_Brano proposto_:
--
L'ANGOLO DI ANNARITA

 

LIBERTÀ DI VIVERE, INNANZITUTTO
 

Ho assistito, alcune settimane fa, ad uno spettacolo davvero originale, dal titolo: ”L’altra parte di Ron”. Non un concerto, ma una vera e propria pièce teatrale, scritta appositamente per Ron, che ho così scoperto essere, oltre che musicista raffinato, attore tutt’altro che improvvisato.
Dialogando con alcuni personaggi-chiave della sua esistenza, che lui stesso interpreta, affronta varie tematiche, non esclusivamente autobiografiche, come la fede, il successo, l’immigrazione, il testamento biologico. Filo conduttore, il suo grande amore per la musica. Sul palco, Ron è affiancato da un solo “attore”, sarei tentata di definirlo un co-protagonista, che recita nella parte di se stesso: Mario Melazzini, suo amico di vecchia data. Non si tratta di un uomo di spettacolo, nella realtà Melazzini è un oncologo, nonché Presidente dell’AISLA (Associazione Italiana Sclerosi Laterale Amiotrofica). Un medico che alcuni anni fa scopre di essere affetto da un male incurabile, appunto la SLA. Chiunque si perderebbe d’animo in una situazione così terribile. Ma, superato lo sgomento iniziale, il professor Melazzini affronta la malattia con straordinario coraggio ed accetta con serenità la perdita progressiva delle funzioni del proprio corpo; si abitua a dover dipendere in tutto dagli altri. In un suo libro racconta come, paradossalmente, la malattia che lo sta uccidendo gli abbia insegnato a vivere. Una lezione impareggiabile, che quest’uomo apparentemente debole e costretto su una carrozzina, ma forte e lucido come pochi, sa trasmettere con grande dignità e semplicità. Senza retorica e senza polemica, osserva come in questi ultimi mesi si sia discusso tanto, forse troppo, della libertà di morire. La vicenda dolorosa, straziante, dell’inconsapevole Eluana ha monopolizzato le cronache per settimane. Un risalto molto inferiore è stato dato, invece, ad un’iniziativa promossa dal professor Melazzini, denominata “Liberi di vivere”. Chi soffre di una malattia degenerativa, o di un’infinità di altre patologie che impediscono di respirare autonomamente, di alimentarsi, di comunicare, e sceglie non di morire, ma di vivere fino in fondo la propria esistenza, ha bisogno di cure, di sostegno, di strumenti precisi che possano aiutarlo ad alleviare, per quanto possibile, la sua sofferenza ed il suo disagio. La famiglia del malato è impreparata ad affrontare una condizione così dolorosa, e spesso non possiede le risorse economiche, oltre che morali, necessarie.
--
_Record contenuti in un dataset_:
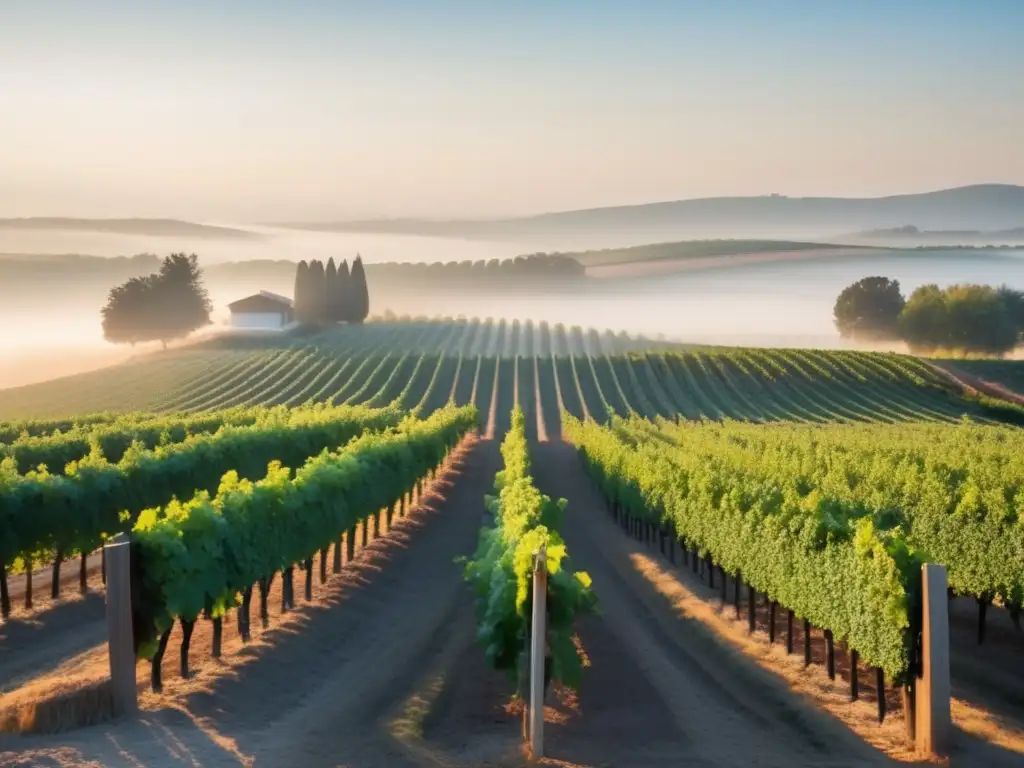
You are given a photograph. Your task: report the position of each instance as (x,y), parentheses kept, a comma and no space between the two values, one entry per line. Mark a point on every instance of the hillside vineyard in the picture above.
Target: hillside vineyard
(548,370)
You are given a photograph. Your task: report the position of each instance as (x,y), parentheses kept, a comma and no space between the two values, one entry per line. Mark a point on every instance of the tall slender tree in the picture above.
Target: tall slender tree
(344,292)
(359,292)
(316,294)
(331,305)
(301,299)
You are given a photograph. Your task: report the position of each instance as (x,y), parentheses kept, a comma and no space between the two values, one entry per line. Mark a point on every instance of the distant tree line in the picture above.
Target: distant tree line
(166,305)
(963,317)
(535,268)
(331,294)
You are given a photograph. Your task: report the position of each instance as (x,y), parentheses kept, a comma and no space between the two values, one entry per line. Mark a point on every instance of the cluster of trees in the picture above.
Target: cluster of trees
(965,317)
(168,304)
(331,294)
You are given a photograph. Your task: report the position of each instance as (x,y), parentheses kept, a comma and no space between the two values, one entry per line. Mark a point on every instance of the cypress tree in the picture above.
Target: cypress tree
(316,279)
(331,306)
(344,291)
(301,299)
(359,292)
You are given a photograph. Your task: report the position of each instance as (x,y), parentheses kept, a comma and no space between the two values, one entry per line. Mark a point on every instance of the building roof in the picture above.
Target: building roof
(262,301)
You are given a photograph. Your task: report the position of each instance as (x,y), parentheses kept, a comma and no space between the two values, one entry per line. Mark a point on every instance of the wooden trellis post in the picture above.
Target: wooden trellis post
(538,646)
(120,638)
(934,726)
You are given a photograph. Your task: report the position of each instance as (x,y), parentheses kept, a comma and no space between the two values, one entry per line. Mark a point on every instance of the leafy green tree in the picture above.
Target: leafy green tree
(979,320)
(1013,300)
(167,305)
(125,318)
(869,308)
(966,317)
(359,292)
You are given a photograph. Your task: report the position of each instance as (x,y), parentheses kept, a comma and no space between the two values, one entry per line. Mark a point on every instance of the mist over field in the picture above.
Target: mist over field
(786,300)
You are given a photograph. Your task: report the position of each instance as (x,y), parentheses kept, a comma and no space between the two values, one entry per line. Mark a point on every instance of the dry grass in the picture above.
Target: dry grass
(56,706)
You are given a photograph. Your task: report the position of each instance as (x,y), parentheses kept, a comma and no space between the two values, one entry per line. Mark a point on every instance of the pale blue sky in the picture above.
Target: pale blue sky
(257,111)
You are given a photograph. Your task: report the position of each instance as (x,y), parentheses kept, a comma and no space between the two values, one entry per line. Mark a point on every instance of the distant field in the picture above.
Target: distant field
(547,370)
(685,263)
(696,249)
(1006,374)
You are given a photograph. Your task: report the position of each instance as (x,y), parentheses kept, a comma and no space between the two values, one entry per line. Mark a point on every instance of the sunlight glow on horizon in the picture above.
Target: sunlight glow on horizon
(269,112)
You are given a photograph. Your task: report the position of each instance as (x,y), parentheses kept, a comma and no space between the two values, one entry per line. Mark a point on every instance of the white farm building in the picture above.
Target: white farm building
(262,311)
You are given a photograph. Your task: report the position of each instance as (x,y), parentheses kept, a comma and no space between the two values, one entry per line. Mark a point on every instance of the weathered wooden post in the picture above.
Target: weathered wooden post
(121,643)
(538,646)
(934,726)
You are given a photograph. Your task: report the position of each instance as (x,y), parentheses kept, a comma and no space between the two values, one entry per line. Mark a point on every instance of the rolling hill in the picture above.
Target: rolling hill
(976,207)
(493,364)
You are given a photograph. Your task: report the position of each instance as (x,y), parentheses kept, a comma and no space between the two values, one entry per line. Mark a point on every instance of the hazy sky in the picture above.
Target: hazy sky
(258,111)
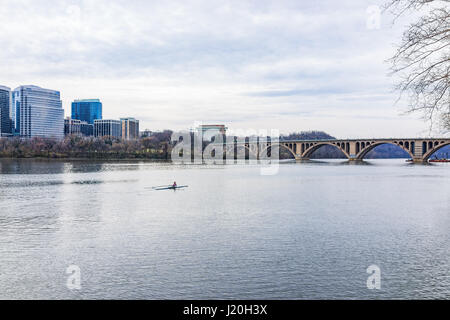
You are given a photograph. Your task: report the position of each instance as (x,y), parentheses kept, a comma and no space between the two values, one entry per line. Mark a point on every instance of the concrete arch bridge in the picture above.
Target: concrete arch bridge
(419,149)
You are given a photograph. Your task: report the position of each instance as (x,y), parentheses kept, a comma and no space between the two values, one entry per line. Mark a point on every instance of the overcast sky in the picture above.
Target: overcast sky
(288,65)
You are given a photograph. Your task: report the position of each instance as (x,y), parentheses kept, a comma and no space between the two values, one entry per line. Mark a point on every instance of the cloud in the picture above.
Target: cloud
(175,62)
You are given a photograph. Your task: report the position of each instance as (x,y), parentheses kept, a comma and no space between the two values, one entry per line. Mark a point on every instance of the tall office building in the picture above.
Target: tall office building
(87,110)
(130,128)
(38,112)
(111,128)
(5,105)
(72,126)
(77,127)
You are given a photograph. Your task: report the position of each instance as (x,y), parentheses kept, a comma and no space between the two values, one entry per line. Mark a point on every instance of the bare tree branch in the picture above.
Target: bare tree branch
(422,60)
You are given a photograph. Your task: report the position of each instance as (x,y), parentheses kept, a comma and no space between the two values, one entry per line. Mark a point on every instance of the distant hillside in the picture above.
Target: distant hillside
(386,151)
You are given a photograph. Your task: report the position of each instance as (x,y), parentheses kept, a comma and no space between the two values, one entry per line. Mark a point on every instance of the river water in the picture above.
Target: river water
(308,232)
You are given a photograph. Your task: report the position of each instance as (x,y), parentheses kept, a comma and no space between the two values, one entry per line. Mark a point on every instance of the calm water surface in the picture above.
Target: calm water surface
(309,232)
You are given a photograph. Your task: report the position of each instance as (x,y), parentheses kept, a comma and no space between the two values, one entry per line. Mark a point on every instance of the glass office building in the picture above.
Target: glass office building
(112,128)
(38,112)
(87,110)
(5,105)
(130,128)
(77,127)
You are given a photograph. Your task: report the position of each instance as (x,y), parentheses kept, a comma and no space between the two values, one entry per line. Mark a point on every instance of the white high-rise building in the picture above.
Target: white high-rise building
(38,112)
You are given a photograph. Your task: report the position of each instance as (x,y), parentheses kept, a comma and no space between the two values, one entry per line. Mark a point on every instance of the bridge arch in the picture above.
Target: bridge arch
(437,145)
(310,148)
(406,146)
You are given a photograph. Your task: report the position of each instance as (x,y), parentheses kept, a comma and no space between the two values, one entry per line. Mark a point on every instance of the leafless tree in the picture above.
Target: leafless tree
(422,60)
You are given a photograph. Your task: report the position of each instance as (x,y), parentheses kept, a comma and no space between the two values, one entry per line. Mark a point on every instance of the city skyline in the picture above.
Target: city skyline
(287,66)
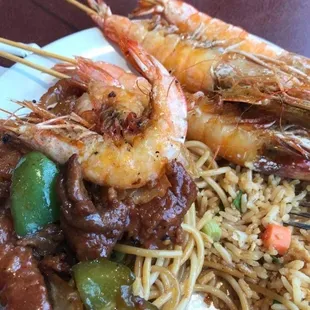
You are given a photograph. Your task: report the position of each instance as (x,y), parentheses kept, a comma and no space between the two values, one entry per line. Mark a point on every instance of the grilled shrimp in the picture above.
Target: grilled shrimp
(107,161)
(221,60)
(250,138)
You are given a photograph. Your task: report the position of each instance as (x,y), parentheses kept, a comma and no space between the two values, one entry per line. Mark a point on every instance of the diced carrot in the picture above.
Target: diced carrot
(278,237)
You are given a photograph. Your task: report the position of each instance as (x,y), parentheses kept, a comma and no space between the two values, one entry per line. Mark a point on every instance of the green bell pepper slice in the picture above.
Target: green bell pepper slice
(34,202)
(103,284)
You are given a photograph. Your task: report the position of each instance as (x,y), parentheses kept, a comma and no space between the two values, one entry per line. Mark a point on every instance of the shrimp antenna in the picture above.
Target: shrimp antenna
(33,65)
(37,51)
(82,7)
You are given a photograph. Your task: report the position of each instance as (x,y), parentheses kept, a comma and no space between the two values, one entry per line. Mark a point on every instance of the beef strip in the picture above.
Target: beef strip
(93,225)
(22,286)
(159,219)
(57,263)
(91,230)
(44,242)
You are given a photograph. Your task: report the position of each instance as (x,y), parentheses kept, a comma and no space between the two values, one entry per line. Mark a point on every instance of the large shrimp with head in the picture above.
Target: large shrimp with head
(208,55)
(104,159)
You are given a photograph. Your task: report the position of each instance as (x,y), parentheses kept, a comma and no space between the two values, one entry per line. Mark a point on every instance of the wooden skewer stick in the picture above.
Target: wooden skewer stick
(34,66)
(83,7)
(37,51)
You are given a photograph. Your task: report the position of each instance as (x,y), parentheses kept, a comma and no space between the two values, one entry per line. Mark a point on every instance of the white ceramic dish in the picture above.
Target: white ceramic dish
(23,83)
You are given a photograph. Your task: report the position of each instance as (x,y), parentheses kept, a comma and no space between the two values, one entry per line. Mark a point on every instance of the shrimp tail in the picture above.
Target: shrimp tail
(146,64)
(86,71)
(102,12)
(146,7)
(288,156)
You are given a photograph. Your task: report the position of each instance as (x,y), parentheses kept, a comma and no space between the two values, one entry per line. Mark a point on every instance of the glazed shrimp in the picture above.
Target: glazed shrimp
(105,161)
(208,29)
(108,86)
(250,138)
(218,65)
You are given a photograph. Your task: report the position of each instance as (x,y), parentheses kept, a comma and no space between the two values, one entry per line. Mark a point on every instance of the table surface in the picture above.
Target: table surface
(284,22)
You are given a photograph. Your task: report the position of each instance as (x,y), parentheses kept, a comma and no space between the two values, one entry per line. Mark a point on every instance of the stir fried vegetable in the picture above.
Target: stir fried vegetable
(33,195)
(237,201)
(278,237)
(103,284)
(213,230)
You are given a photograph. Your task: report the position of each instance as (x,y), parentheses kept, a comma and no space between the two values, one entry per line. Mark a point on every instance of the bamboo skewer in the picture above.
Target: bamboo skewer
(82,6)
(34,66)
(37,51)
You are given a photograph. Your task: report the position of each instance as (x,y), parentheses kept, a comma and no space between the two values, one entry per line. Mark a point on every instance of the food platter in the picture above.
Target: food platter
(23,83)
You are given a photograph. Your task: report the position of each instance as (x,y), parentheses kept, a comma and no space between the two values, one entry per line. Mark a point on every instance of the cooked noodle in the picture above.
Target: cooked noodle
(169,277)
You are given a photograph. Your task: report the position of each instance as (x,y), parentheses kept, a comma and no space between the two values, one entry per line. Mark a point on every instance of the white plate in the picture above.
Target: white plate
(23,83)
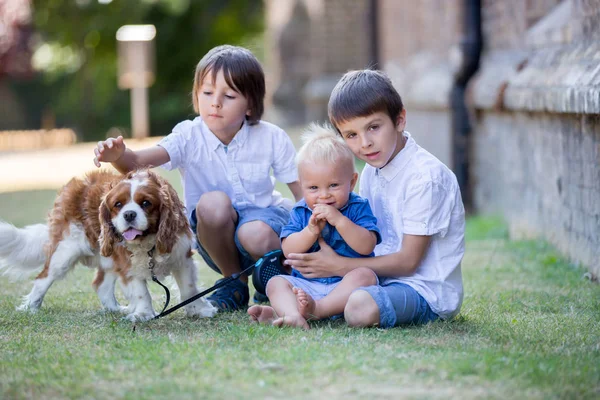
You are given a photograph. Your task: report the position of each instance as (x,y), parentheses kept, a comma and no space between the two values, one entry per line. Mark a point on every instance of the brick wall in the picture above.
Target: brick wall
(536,145)
(536,149)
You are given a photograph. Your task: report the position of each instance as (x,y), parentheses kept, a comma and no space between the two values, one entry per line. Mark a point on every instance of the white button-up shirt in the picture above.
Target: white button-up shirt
(416,194)
(241,169)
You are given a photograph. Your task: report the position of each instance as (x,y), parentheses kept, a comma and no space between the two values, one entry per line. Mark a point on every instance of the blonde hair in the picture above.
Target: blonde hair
(321,143)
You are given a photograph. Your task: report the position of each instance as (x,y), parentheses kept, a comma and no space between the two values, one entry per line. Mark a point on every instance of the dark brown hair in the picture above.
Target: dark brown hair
(242,72)
(362,93)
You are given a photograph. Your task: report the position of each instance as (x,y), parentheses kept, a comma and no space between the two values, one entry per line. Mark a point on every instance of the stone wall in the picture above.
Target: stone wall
(536,148)
(536,99)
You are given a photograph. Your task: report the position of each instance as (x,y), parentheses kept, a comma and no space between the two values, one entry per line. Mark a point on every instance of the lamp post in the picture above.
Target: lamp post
(136,72)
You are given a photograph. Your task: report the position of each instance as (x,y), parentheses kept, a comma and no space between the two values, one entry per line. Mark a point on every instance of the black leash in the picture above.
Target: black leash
(151,265)
(221,283)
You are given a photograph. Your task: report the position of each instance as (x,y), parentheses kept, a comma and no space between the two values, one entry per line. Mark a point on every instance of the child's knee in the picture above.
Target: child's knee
(362,277)
(277,283)
(214,208)
(361,310)
(258,238)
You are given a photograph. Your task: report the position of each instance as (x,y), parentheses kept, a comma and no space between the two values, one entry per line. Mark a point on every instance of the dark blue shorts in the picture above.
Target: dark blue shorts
(276,217)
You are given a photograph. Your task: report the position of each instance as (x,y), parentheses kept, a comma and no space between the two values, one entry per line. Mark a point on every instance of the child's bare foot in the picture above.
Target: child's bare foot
(294,322)
(262,314)
(306,304)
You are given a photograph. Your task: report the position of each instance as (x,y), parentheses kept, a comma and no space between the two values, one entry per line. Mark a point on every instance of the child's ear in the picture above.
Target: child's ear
(353,181)
(401,120)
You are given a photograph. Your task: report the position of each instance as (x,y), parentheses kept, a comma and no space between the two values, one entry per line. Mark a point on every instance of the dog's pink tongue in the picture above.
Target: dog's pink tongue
(131,233)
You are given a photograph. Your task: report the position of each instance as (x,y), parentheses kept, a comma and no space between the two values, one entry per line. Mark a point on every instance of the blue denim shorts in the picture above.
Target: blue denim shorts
(400,304)
(316,290)
(276,217)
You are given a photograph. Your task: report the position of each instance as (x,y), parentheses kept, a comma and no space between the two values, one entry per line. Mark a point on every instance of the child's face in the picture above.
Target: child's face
(221,107)
(376,139)
(326,183)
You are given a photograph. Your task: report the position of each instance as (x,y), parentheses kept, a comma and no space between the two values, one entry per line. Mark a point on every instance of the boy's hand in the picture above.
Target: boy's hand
(328,213)
(315,225)
(109,150)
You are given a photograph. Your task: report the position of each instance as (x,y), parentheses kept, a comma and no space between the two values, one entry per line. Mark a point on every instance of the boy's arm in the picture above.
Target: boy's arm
(296,190)
(302,241)
(298,242)
(360,239)
(326,261)
(113,150)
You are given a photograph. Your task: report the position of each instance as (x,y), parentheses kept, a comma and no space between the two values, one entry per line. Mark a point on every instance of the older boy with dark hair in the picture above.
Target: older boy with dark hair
(418,206)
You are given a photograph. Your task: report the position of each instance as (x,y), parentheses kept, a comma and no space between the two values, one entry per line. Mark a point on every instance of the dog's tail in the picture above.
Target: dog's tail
(22,249)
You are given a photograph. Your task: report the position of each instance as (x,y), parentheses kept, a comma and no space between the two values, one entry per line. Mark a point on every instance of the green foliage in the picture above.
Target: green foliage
(79,84)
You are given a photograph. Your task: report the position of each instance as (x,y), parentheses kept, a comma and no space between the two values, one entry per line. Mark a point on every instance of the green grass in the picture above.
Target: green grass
(528,329)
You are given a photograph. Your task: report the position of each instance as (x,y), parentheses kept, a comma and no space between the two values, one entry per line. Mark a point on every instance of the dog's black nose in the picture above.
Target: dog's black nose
(129,215)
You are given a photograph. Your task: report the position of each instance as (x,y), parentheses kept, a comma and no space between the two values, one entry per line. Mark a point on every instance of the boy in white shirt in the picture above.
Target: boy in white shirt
(418,206)
(225,156)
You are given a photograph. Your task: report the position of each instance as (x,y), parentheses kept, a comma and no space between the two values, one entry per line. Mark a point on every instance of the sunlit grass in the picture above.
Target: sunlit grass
(528,329)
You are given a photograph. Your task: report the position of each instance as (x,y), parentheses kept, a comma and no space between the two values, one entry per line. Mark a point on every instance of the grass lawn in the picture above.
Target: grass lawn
(529,328)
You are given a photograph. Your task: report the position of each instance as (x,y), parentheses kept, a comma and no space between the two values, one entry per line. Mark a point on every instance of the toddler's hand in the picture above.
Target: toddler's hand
(315,225)
(109,150)
(328,213)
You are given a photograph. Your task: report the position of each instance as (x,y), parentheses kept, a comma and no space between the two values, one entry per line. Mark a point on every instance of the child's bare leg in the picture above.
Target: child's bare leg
(216,229)
(335,302)
(262,314)
(284,303)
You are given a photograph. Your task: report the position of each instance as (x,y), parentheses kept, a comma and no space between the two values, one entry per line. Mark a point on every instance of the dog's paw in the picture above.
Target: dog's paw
(140,316)
(29,306)
(26,307)
(201,308)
--
_Consegne_:
A - Secondo il brano sullo spettacolo di Ron, quale professione svolge nella realtà Mario Melazzini?
B - Prosegui il brano sullo spettacolo di Ron dopo la sua ultima frase.

_Risposte scritte_:
A - È un oncologo, nonché presidente dell'AISLA.

B -
Le parole pacate del professor Melazzini suscitano una valanga di applausi. Ma lui non cerca l’ammirazione del pubblico, quella è scontata. Cerca di sensibilizzarci sulla necessità di sostenere la ricerca, e parallelamente ribadisce un concetto fondamentale: il malato è una persona. Anche se le sue funzioni vitali sono ridotte all’essenziale, anche se la sua vita sta per spegnersi. Il malato è un uomo fino all’ultimo istante. E non va guardato con pietà. Va amato e curato, concretamente. Parole incisive, che non si dimenticano. E chi era andato a teatro pensando solo di ascoltare delle belle canzoni, ne è uscito sicuramente arricchito dall’incontro con un uomo speciale. Ron è passato un po’ in secondo piano, ma credo che non gli dispiacerà affatto!